**Extract:**
I have been putting together my ancestors for about 10 years now. Family can have some surprises ! When you think about the 2 parents, 4 grandparents, 16 great grandparents ect the whole things seems endless and includes just about well seems EVERYBODY by the time you get back a couple hundred years. It has been fun though finding rogues and senators, soldiers and farmers, ministers and sinners. Okay, I won't bother you with the story, just the quick version and a surprise story. My family fought in the Revolution, served in the Continental Congress, members of the New Jersey Correspondence Committee, one served in the 1st United States Congress, another a Supreme Court Judge. George Washington's mother was a Ball from Virginia (yep, a relative). Members of the family fought in every war the United States was involved in back to French and Indian. They steadily moved generation after generation WEST.
And just when I thought I could ademently deny there was not ONE Illegal Immigrant in my family back 350 years, I hit this:
That is an interesting story. March 1656...damn ! He SNUCK IN ! Guess I'll just have to shut up now about illegal aliens. (NOT !) :) Thanks, Great-Grandpa.
Oh dear, I guess you're going to be our official "anchor baby" then, huh? I'm not into the research stuff myself, but my mother does a lot of it. Found some interesting stories on the Mayflower ancestors, etc. And one in particular I wish I could take a time machine and go back and meet. His name was Thomas Huckins (married one of Mayflower passenger Stephen Hopkins' daughters) and ran packet ships from Barnstable County (Cape Cod) to Boston for the "spirits" to operate his tavern in Barnstable. Seems the pilgrim fathers put the word out to him to help them get rid of the "Shakers" that had started moving to the cape. His reaction? He told them in no uncertain terms to go fly a kite, that the Shakers were good people and good customers and he wasn't having any part of kicking them off the Cape. He became a founder of the Ancient and Honorable Artillery of Massachusetts. Sounds like one to sit down and have a brew and some conversation with.

**Data lines:**
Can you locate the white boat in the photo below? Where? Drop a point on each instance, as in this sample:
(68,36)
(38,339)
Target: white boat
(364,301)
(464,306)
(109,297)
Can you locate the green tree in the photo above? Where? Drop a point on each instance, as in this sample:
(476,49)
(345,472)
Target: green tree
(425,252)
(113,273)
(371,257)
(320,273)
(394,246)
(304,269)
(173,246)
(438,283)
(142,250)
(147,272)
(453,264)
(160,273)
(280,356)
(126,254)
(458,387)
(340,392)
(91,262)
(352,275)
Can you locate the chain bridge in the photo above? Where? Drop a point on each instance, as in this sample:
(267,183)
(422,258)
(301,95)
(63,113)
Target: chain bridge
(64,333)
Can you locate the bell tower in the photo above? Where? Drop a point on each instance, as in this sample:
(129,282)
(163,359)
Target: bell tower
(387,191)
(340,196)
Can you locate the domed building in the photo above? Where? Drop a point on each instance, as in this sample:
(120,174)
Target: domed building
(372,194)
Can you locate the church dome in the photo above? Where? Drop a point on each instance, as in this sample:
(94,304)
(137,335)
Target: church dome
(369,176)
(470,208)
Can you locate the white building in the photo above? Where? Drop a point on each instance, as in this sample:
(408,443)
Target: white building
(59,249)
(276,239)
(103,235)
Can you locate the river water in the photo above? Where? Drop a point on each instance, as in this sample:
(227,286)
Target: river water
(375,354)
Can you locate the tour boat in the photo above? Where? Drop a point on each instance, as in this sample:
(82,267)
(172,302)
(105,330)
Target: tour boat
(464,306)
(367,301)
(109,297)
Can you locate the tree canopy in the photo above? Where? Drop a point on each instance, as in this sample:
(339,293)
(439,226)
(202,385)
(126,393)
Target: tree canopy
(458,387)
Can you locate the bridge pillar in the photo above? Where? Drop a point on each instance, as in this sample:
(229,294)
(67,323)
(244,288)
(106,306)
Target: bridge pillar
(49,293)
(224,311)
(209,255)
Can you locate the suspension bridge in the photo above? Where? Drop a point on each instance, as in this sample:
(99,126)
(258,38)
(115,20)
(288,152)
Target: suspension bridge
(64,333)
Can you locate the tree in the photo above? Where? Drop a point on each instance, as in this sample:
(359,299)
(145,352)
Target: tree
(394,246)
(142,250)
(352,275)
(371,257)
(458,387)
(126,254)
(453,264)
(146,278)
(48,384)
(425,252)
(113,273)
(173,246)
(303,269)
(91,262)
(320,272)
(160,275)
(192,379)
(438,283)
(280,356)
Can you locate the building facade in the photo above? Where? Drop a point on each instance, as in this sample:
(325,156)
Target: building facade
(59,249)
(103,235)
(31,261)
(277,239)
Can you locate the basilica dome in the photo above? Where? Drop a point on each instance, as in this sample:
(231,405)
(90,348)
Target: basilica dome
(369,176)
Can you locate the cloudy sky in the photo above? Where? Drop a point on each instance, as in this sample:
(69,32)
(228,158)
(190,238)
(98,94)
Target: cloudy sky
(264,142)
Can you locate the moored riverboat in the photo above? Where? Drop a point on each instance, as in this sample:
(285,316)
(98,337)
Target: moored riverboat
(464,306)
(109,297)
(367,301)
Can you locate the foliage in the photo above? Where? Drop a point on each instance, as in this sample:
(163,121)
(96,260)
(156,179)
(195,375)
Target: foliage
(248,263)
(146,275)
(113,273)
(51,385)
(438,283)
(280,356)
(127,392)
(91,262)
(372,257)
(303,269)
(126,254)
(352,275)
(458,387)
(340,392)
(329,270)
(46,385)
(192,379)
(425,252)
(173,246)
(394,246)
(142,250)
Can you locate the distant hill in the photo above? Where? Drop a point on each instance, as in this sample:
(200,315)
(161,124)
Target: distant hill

**Stated goal 1:** In the family history posts, between which two places did Thomas Huckins run packet ships?
**Stated goal 2:** List every kind of person the first writer of the family history posts says they found among their ancestors.
**Stated goal 3:** Continue the family history posts from the final sentence shown.
You won't need the items for any of this work.

**Final result 1:** From Barnstable County (Cape Cod) to Boston.

**Final result 2:** Rogues, senators, soldiers, farmers, ministers, and sinners.

**Final result 3:**
"A woman who demands further gun control legislation is like a chicken who roots for Colonel Sanders." Larry Elder
THANKS PATSY: My dad was adopted, and we've never been able to get past his birth mother's name, but I haven't really tried very hard, yet. My mother's family came from Croatia, but my maternal grandfather was born in Austria before moving to Croatia as a youth. He met and married my maternal grandmother in a little village near Zagreb, probably in the early 1900's. He saved enough money to buy a steerage ticket to the US, leaving his new wife behind in Croatia. He got a job in the coal mines near Pitsburgh and worked several years to save enough to bring his wife, my grandmother Katya, over here. She came in through Ellis Island and took the train to Pittsburg. This was around 1910 or 1911. My grandfather was waiting for her at the station, but they had been apart so long that he didn't recognize her at first when she got off the train. But he eventually did, I guess--my mother was born in 1912, but my grandfather died in the flu epedemic of 1918. Now my wife is related to just about everyone famous (or infamous) in the history of the world, or so it seems. We do genealogy research together. More on her family later--it's amazing!
Illegal Sweds? ROFL....mine also came from the same area as yours but much later. You gotta watch those Svensk, they sneak up on you and brain you with a piece of Lutefisk!
Some interesting stuff can be found for sure. My mother's family came through Ellis Island from Denmark and a few years back she had a brick with their names added to a memorial there. Last time I was in NY I looked up their names to make sure the stone was there, and it was. Hubby has some intersting people on his side too....a Quartermaster General in the Union Army, an Indian scout, etc. I wish I had the patience to do the research, but I don't.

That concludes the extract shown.